### [Exercise]
Give the whole listing below once more, exactly, without pictures.

■ ■ ■ ■

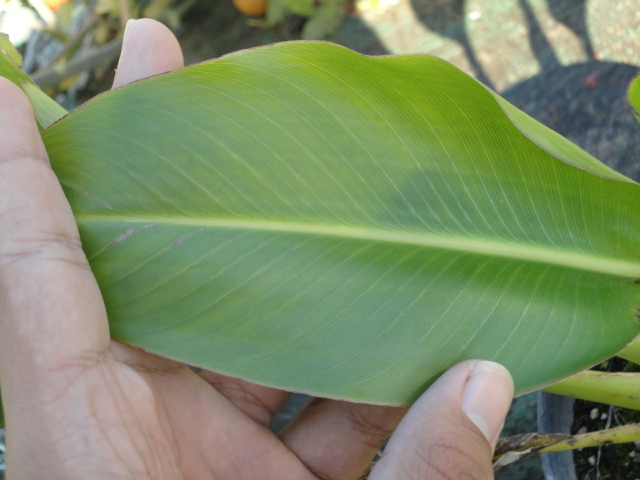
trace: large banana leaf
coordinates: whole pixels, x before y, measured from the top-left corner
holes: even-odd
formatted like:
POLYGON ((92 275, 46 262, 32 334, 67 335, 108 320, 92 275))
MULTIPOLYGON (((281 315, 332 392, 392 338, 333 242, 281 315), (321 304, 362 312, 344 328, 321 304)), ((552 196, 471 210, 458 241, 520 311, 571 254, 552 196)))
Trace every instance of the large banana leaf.
POLYGON ((326 43, 108 92, 43 132, 112 335, 261 384, 518 392, 640 330, 640 187, 453 66, 326 43))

■ ■ ■ ■

### [Task response]
trace: large banana leaf
coordinates: whole pixels, x before y, measured from the top-left corner
holes: even-odd
formatted like:
POLYGON ((92 275, 46 262, 32 334, 67 335, 108 320, 92 275))
MULTIPOLYGON (((281 315, 332 392, 392 338, 333 242, 281 315), (321 304, 362 312, 344 328, 321 304)), ((552 196, 471 210, 458 241, 520 311, 571 254, 552 196)))
Trace every instance of the large banana leaf.
POLYGON ((326 43, 108 92, 43 132, 112 335, 261 384, 518 392, 640 330, 640 187, 453 66, 326 43))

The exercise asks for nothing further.